* **What is asked**: Reproduce the stretch of records from the line containing "point: balcony railing" through the line containing "column 591, row 5", both ends included, with no changes.

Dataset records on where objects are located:
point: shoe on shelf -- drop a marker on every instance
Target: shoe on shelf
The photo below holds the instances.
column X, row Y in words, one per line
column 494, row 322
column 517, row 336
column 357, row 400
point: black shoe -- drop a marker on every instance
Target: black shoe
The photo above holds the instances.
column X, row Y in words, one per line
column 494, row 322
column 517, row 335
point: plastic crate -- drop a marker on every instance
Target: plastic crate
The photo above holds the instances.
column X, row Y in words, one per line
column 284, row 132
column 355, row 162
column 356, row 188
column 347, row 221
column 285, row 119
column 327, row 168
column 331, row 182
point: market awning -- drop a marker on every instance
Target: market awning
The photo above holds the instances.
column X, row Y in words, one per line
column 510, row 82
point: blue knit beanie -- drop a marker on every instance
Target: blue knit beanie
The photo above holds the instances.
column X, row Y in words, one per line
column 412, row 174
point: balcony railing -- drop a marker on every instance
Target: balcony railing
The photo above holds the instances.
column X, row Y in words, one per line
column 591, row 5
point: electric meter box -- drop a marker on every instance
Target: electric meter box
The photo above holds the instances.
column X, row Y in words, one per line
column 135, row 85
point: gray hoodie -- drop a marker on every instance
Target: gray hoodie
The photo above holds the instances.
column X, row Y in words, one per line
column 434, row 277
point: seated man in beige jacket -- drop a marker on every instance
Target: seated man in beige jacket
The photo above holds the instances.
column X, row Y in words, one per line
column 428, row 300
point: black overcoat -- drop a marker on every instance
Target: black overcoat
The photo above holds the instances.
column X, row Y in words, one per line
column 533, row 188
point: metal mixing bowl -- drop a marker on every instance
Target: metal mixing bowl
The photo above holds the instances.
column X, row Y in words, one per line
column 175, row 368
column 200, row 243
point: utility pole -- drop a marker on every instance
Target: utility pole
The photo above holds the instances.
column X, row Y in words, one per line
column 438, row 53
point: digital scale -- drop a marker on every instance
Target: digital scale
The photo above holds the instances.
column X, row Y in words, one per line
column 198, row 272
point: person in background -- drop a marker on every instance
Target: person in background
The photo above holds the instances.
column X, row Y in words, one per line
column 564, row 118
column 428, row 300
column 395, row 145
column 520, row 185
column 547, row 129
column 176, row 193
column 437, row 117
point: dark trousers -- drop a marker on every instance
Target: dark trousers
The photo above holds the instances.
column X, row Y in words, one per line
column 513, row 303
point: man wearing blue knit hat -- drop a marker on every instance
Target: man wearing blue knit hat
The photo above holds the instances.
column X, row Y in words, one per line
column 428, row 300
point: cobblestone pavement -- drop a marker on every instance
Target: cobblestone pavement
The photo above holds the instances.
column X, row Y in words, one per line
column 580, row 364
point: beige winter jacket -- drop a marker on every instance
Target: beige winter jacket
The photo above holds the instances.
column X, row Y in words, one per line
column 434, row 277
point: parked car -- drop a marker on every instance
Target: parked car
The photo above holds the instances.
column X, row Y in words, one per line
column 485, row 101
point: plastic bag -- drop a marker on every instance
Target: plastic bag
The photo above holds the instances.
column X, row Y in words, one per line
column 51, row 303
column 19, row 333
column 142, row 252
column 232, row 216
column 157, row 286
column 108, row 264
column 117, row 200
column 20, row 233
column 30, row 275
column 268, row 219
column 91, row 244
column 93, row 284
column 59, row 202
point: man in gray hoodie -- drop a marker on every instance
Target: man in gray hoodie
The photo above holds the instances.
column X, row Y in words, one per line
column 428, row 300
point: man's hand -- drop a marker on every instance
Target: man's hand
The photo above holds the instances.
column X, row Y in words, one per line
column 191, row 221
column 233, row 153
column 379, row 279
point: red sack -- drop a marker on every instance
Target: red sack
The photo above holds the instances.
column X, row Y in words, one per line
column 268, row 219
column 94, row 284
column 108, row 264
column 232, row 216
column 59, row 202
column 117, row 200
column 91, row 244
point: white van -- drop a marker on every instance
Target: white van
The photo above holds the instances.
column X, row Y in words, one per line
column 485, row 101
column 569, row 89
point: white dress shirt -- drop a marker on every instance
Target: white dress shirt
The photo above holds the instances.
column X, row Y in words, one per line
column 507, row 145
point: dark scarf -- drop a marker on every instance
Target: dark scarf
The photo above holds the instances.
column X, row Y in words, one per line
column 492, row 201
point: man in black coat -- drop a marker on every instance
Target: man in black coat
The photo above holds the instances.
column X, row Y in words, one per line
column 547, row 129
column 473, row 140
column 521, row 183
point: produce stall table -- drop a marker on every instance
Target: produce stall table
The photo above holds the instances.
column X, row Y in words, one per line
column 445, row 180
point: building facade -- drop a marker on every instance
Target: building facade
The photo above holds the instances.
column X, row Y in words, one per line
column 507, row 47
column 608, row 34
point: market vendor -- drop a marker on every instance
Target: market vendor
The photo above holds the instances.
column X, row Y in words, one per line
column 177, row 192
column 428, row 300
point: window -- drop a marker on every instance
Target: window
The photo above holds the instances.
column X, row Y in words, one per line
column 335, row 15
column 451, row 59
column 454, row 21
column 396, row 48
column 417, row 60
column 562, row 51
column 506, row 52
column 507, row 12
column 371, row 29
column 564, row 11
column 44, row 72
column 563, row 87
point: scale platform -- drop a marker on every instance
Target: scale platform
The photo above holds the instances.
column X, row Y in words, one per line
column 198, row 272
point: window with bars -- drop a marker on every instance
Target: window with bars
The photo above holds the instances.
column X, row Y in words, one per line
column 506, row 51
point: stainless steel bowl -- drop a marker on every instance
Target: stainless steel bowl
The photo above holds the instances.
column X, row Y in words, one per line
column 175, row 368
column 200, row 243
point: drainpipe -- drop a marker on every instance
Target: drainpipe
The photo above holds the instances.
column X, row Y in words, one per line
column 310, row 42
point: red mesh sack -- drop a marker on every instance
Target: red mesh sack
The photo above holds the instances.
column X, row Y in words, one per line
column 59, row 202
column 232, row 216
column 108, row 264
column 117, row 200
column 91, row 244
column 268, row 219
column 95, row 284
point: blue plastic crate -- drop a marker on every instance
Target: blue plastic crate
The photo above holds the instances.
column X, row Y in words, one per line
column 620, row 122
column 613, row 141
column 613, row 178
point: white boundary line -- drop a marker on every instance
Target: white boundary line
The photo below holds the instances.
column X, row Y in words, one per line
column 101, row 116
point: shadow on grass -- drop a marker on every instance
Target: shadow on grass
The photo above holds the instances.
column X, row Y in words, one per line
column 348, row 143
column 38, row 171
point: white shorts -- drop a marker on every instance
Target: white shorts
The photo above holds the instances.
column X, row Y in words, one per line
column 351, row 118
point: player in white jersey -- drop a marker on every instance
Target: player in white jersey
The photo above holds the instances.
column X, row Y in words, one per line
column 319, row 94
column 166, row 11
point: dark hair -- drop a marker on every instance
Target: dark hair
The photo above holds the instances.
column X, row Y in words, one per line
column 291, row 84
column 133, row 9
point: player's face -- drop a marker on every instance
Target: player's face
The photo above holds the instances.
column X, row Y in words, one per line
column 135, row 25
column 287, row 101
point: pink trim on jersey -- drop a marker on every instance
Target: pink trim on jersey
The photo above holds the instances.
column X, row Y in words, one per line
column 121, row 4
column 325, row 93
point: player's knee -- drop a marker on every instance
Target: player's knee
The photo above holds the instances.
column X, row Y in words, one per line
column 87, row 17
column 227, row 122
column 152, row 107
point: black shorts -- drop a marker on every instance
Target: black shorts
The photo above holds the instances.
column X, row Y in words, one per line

* **Output of the exercise**:
point: balcony railing -- drop a marker on every instance
Target: balcony railing
The photo above holds the instances.
column X, row Y in words, one per line
column 591, row 5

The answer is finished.